• _SUPPLIED DATA_:
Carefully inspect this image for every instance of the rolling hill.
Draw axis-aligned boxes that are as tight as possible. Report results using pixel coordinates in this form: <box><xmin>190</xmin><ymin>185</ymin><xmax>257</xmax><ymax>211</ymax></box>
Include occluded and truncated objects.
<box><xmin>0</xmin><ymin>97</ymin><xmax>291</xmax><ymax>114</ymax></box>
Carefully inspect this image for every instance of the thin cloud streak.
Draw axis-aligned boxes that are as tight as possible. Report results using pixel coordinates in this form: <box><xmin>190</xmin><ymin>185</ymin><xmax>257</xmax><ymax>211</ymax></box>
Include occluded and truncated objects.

---

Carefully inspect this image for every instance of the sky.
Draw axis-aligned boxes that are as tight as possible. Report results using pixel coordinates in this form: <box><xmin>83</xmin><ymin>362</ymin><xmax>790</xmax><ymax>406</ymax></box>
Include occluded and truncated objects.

• _DIRECTION_: Count the lines of the material above that contain the word "Carefully". Give only the number.

• _PROBLEM SOLUTION_: 3